■ **Requirement**:
Copy the records below verbatim, omitting the pictures.

■ **Provided information**:
========================================

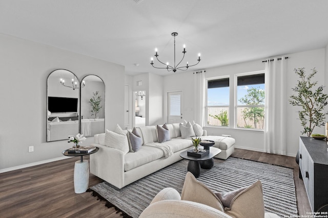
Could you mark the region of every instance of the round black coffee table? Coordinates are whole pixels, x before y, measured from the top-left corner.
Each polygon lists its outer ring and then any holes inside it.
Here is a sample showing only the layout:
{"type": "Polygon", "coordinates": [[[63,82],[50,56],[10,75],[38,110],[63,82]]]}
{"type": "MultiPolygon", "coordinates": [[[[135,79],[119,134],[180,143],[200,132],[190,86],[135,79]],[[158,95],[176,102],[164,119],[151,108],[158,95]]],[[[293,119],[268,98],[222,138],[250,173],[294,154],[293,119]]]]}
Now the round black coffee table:
{"type": "Polygon", "coordinates": [[[213,157],[221,153],[221,149],[216,148],[211,148],[209,154],[201,157],[197,157],[188,155],[187,151],[181,152],[180,157],[189,160],[188,170],[192,173],[195,177],[197,178],[200,175],[200,168],[210,169],[214,165],[213,157]]]}

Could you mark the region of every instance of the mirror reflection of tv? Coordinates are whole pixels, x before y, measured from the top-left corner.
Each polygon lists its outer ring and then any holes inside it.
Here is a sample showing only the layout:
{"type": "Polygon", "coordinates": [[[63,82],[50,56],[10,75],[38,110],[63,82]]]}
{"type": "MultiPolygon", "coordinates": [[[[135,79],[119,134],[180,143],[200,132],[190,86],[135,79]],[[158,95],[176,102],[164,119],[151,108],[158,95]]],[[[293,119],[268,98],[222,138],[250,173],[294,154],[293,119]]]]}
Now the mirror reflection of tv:
{"type": "Polygon", "coordinates": [[[51,113],[77,112],[78,99],[75,98],[48,97],[48,109],[51,113]]]}

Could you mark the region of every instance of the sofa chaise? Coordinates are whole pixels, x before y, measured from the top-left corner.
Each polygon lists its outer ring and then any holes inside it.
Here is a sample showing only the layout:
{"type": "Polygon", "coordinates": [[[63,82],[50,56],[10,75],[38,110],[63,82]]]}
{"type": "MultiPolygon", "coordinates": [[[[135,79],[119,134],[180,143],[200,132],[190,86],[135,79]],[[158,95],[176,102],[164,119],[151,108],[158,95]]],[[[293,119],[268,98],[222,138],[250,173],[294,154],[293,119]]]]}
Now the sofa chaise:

========================================

■ **Task solution**:
Could you mark the region of every instance of the round black coffee table? Coordinates are whole pixels, x before y, measured from the top-left corner.
Each polygon lists its outer ring and then any holes inside it.
Here is a sample showing only the layout:
{"type": "Polygon", "coordinates": [[[63,82],[50,56],[10,75],[38,110],[63,82]]]}
{"type": "MultiPolygon", "coordinates": [[[[135,79],[119,134],[180,143],[200,132],[190,86],[135,79]],[[158,95],[176,102],[164,119],[151,108],[158,95]]],[[[293,119],[268,98],[222,138],[250,173],[294,154],[293,119]]]]}
Now the round black coffee table:
{"type": "Polygon", "coordinates": [[[213,157],[221,153],[221,149],[216,148],[211,148],[209,154],[201,157],[197,157],[188,155],[187,151],[181,152],[180,157],[189,160],[188,170],[192,173],[195,177],[197,178],[200,175],[200,168],[210,169],[214,165],[213,157]]]}

Could you mark the region of every instance of the mirror reflection of tv? Coordinates are whole pixels, x before y, measured from the top-left corner.
Each polygon lists its outer ring and then any holes inside it.
Here is a sample showing only the layout:
{"type": "Polygon", "coordinates": [[[63,82],[50,56],[10,75],[38,110],[63,82]]]}
{"type": "MultiPolygon", "coordinates": [[[[135,79],[119,134],[180,143],[200,132],[190,86],[135,79]],[[158,95],[176,102],[164,119],[151,108],[158,95]]],[[[293,119],[268,98],[222,138],[250,173],[294,154],[293,119]]]]}
Now the mirror reflection of tv:
{"type": "Polygon", "coordinates": [[[51,113],[77,112],[78,99],[75,98],[48,97],[48,109],[51,113]]]}

Could you mark the region of every instance of the sofa chaise? Coordinates are whole pixels, x before y, measured from the top-left corner.
Each polygon lists its outer ring and then any holes inside it.
Here is a sample showing only the layout:
{"type": "Polygon", "coordinates": [[[63,82],[50,56],[10,75],[38,110],[63,82]]]}
{"type": "MultiPolygon", "coordinates": [[[[135,79],[119,134],[180,143],[200,132],[190,86],[135,79]],[[158,95],[176,102],[164,119],[151,108],[158,95]]],[[[293,119],[268,98],[222,138],[250,173],[294,154],[293,119]]]]}
Now the sofa chaise:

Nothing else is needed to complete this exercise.